From the records below, copy the lines that include "green".

▽

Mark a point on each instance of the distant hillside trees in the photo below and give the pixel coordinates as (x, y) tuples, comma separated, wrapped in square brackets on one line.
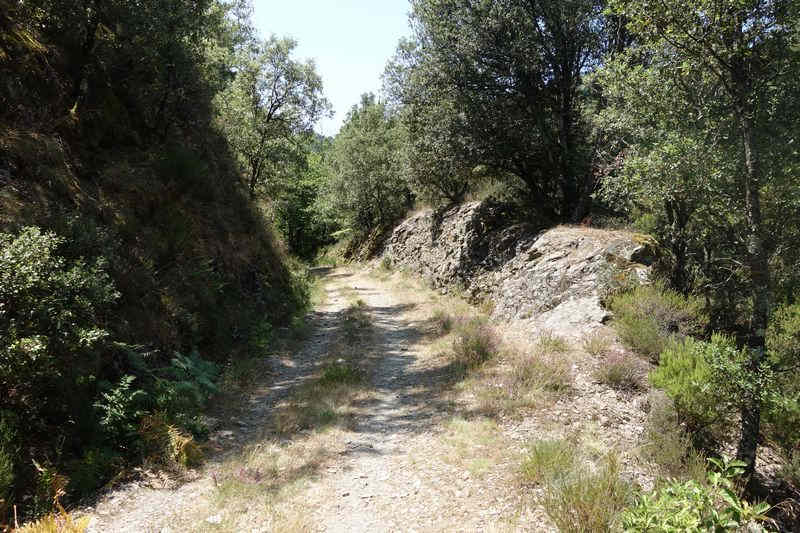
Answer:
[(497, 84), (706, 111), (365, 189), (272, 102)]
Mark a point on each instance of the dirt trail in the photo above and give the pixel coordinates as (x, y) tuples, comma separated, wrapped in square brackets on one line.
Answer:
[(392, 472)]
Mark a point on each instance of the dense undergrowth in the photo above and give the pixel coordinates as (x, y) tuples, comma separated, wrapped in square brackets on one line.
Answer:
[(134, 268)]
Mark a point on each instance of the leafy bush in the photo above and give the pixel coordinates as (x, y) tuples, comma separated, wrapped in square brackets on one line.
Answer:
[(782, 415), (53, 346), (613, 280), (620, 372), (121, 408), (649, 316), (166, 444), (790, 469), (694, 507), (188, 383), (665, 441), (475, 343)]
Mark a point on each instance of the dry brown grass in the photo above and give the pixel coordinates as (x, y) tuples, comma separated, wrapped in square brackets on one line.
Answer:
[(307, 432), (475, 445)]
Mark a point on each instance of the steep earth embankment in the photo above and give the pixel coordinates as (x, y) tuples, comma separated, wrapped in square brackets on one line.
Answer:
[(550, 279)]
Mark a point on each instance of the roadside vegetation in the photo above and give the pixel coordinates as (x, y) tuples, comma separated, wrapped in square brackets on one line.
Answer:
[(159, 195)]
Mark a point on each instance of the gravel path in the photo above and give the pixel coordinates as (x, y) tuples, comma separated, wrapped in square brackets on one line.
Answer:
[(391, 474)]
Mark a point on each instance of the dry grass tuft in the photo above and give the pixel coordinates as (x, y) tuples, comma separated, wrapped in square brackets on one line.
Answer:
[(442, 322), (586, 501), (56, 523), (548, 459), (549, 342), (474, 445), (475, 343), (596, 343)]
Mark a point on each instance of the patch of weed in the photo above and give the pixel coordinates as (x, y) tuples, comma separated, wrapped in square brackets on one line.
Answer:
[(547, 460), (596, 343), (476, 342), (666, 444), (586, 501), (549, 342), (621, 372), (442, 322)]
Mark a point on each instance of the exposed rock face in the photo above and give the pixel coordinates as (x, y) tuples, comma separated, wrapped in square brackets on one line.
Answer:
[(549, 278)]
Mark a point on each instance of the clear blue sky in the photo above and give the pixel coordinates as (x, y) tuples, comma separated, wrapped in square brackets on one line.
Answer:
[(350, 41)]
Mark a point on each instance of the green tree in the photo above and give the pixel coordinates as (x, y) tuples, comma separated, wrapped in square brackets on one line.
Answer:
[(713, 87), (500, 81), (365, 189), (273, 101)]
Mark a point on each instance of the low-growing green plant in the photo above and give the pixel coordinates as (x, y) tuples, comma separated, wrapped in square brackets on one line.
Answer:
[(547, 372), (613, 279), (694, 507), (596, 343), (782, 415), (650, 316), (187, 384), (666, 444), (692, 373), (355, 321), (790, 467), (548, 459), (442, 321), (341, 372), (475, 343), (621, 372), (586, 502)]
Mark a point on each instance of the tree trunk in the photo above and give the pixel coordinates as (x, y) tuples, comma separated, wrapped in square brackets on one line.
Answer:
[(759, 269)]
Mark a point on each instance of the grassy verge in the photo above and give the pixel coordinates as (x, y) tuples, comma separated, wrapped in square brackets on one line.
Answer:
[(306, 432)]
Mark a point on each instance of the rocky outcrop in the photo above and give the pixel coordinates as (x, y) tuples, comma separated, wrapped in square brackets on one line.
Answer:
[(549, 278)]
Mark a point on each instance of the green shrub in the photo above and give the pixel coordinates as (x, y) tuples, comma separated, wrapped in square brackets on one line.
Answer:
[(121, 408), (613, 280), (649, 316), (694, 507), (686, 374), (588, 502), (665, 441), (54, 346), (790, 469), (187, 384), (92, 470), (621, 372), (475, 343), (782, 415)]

△

§ RESULT OF THE EXERCISE
Mark a point on each instance of the green tree in the photo above and give the pixel coordinates as (x, y) tuples, comma separated, wrapped in square brackets on one line.
Mark a point on each instance of the low-growing green plant in the photo above and give the pixel coordinates as (x, y) tuples, comma separated, wrapped in square brackets on one line.
Mark a point on each instance of the green shrub in the photo above and give the pixel coordinates as (x, y) tuples, comma separated, wrapped in square brackets on one line.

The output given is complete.